Supplied entries Start Marker

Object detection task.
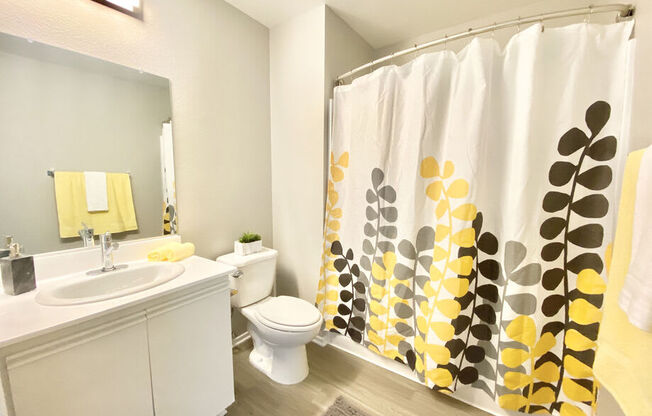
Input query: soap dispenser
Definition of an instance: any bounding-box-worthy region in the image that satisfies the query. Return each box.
[0,241,36,296]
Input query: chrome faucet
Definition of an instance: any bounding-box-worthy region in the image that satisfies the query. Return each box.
[78,223,95,248]
[99,232,119,272]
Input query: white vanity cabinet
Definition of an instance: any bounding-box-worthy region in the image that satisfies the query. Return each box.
[147,287,234,416]
[6,314,154,416]
[0,280,234,416]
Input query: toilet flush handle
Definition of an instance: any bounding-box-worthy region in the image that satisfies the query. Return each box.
[231,270,243,278]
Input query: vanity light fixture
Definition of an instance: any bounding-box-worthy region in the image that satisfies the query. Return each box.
[92,0,142,19]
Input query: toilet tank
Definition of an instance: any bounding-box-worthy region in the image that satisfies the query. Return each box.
[216,248,277,307]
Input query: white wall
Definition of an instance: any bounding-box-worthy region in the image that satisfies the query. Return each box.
[269,5,372,302]
[0,0,273,259]
[270,6,326,300]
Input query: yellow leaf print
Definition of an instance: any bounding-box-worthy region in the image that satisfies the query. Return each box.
[419,300,431,315]
[370,283,386,300]
[451,203,478,221]
[370,300,387,315]
[331,166,344,182]
[498,394,529,411]
[431,322,455,342]
[452,228,476,248]
[330,208,342,218]
[530,386,555,404]
[323,304,338,315]
[426,345,451,365]
[435,224,450,241]
[505,315,537,347]
[433,246,448,261]
[576,269,606,294]
[569,298,602,325]
[417,316,429,333]
[423,281,436,297]
[370,316,387,332]
[447,178,469,198]
[426,368,453,387]
[414,335,426,354]
[429,265,443,281]
[367,331,383,346]
[326,290,339,301]
[371,263,386,281]
[383,350,401,360]
[420,156,440,178]
[564,329,596,351]
[435,200,449,219]
[533,332,556,357]
[336,152,349,167]
[560,403,586,416]
[325,275,339,286]
[533,361,560,383]
[562,378,593,402]
[327,220,340,231]
[386,335,404,346]
[504,371,532,390]
[325,319,336,330]
[437,299,461,319]
[426,181,444,201]
[442,161,455,179]
[443,278,470,297]
[564,355,593,379]
[449,256,473,276]
[501,348,530,368]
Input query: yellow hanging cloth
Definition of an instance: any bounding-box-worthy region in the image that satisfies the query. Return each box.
[54,172,138,238]
[594,149,652,416]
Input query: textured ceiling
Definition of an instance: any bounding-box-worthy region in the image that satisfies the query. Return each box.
[224,0,547,49]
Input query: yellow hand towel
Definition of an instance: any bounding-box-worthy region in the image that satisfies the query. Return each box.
[163,242,195,262]
[54,172,138,238]
[594,149,652,416]
[147,242,176,262]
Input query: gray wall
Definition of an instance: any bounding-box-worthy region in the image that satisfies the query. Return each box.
[0,44,171,254]
[0,0,273,259]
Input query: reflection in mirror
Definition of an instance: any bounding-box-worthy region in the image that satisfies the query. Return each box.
[0,32,176,255]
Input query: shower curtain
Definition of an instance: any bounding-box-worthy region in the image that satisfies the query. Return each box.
[317,22,634,416]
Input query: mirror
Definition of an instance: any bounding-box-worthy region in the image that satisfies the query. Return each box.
[0,32,176,255]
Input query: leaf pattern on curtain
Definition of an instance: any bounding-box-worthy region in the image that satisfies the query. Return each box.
[317,100,618,416]
[317,152,349,330]
[539,101,615,415]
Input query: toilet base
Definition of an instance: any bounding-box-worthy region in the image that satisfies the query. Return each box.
[248,324,310,385]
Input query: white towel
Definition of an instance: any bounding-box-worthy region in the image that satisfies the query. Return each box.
[619,145,652,331]
[84,171,108,212]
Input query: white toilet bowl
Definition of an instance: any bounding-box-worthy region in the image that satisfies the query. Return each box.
[241,296,322,385]
[216,248,323,385]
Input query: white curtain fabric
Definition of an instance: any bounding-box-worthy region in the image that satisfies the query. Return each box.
[318,22,634,416]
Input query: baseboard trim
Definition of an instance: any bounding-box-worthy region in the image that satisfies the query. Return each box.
[232,331,251,348]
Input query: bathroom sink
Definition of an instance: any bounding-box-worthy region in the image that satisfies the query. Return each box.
[35,263,185,306]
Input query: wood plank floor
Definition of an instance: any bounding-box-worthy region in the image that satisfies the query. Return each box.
[227,341,491,416]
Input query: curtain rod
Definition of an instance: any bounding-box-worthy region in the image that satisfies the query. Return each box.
[336,3,635,84]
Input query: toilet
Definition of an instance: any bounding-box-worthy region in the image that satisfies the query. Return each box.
[216,248,323,385]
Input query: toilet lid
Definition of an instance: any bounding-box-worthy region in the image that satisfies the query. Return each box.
[256,296,322,328]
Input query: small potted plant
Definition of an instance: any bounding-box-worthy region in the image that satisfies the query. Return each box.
[234,232,262,256]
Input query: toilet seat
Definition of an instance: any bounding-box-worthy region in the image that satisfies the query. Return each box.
[254,296,321,332]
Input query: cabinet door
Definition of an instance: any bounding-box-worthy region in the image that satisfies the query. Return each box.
[6,314,153,416]
[147,288,234,416]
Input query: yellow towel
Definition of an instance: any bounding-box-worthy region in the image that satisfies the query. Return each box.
[54,172,138,238]
[147,242,176,262]
[163,242,195,262]
[147,242,194,262]
[594,150,652,416]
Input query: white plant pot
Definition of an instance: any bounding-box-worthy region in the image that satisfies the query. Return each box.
[234,240,262,256]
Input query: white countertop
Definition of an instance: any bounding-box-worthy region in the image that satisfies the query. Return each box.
[0,256,235,349]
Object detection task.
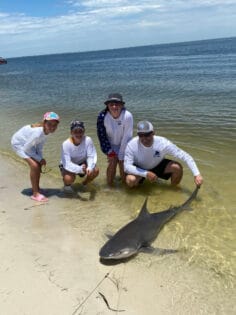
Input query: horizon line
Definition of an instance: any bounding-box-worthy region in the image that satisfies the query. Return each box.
[6,35,236,60]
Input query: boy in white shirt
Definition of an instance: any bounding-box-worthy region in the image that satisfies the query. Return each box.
[124,121,203,188]
[60,120,99,194]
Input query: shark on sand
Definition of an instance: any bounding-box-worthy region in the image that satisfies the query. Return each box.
[99,186,199,260]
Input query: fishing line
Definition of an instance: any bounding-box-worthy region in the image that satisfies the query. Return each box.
[71,267,127,314]
[41,166,52,174]
[41,163,61,174]
[71,271,111,315]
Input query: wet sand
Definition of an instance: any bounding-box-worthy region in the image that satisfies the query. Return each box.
[0,154,234,315]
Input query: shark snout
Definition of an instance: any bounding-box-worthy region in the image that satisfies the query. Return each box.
[99,247,137,260]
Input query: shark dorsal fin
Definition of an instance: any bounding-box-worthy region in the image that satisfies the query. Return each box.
[137,197,150,219]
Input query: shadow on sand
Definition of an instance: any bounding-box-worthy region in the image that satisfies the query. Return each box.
[21,185,97,202]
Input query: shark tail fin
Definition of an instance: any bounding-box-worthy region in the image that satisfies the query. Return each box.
[181,186,200,209]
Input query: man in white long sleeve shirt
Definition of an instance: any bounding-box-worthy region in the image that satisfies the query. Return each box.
[60,120,99,194]
[124,121,203,188]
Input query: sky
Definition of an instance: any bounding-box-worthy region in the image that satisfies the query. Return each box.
[0,0,236,58]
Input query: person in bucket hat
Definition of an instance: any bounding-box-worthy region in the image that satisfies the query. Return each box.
[11,112,60,202]
[59,120,99,194]
[97,93,133,187]
[124,120,203,188]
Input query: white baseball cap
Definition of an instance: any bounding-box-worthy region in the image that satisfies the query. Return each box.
[137,121,154,134]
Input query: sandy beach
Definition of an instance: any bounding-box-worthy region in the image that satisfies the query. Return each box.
[0,153,234,315]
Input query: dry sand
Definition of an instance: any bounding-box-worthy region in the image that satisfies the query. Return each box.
[0,154,234,315]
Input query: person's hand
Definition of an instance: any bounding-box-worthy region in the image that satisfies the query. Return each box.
[194,174,203,187]
[81,163,86,174]
[86,168,92,176]
[40,159,46,166]
[146,171,158,182]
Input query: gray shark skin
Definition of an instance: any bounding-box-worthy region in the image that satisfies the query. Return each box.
[99,186,199,260]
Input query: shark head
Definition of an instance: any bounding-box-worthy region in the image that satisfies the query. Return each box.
[99,198,150,260]
[99,245,138,259]
[99,248,137,259]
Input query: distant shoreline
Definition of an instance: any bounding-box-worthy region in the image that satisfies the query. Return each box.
[6,36,236,59]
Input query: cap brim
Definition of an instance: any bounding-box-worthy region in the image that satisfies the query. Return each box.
[137,131,153,134]
[71,126,85,131]
[104,99,125,105]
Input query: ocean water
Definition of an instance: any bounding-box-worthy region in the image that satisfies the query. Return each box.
[0,37,236,312]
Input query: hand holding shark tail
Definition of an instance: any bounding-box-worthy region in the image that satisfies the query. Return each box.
[194,174,203,187]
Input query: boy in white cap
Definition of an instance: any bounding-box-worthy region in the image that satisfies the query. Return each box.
[97,93,133,187]
[11,112,60,202]
[124,121,203,188]
[60,120,99,194]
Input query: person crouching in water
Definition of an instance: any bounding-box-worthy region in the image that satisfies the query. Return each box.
[60,120,99,194]
[11,112,60,202]
[124,121,203,188]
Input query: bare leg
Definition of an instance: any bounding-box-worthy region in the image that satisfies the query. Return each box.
[82,167,99,185]
[62,170,76,186]
[164,161,183,185]
[25,158,42,197]
[126,174,142,188]
[107,156,118,187]
[118,160,126,183]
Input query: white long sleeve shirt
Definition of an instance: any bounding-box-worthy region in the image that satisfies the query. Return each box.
[11,125,47,161]
[104,110,133,160]
[124,136,200,178]
[61,136,97,174]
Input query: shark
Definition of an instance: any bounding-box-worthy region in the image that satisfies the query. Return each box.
[99,186,199,260]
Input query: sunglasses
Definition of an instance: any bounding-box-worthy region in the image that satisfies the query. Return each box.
[138,132,153,138]
[72,128,84,134]
[107,101,123,106]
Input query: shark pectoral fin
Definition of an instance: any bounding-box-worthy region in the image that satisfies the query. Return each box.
[140,247,178,255]
[139,246,156,254]
[105,233,113,239]
[186,206,194,211]
[153,248,178,255]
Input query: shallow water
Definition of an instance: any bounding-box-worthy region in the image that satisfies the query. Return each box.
[1,151,235,313]
[0,37,235,312]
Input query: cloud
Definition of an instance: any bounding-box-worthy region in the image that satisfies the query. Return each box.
[0,1,163,36]
[0,0,234,36]
[0,0,235,57]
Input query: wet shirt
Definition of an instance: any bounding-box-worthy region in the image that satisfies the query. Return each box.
[124,136,200,178]
[61,136,97,174]
[11,125,46,161]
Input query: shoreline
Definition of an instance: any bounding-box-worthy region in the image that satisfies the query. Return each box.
[0,153,234,315]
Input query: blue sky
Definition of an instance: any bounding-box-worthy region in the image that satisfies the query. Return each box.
[0,0,235,58]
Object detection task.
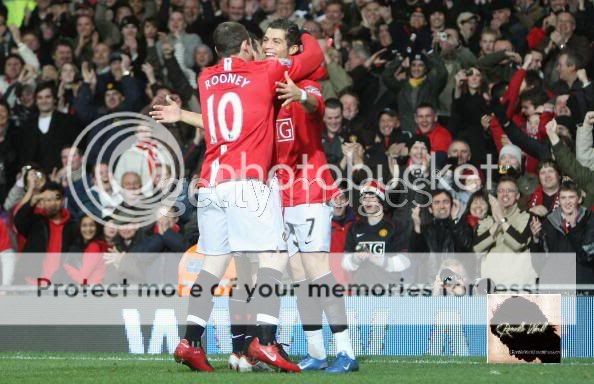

Supplied entries End Marker

From the opening line of the entries above to the line containing "Input query: white wall", please transcribe each line exactly, skipping every picture.

Object detection task.
Input query: soap dispenser
Definition of an instance: any bounding-box-worthy region in the image that satisfies the query. Return each box.
[0,241,36,296]
Input query: chrome faucet
Definition of an instance: any bounding-box-worthy region in the image that satisfies the query. Return each box.
[78,223,95,248]
[99,232,119,272]
Input query: white vanity cabinet
Definition of an instance: any bounding-box-worthy region in the image that satisfies the query. Return each box.
[147,287,234,416]
[6,314,154,416]
[0,280,234,416]
Input query: toilet flush handle
Definition of an instance: any bounding-box-worthy region in the image that satisfies the query. Return each box.
[231,270,243,278]
Input query: vanity light fixture
Definition of an instance: any bounding-box-worthy region in the image that satisfies the query. Return each box.
[92,0,142,19]
Input query: toilet tank
Definition of an instance: any bounding-box-worthy region in the image that satisfies the query. Return each box.
[216,248,277,307]
Input query: white wall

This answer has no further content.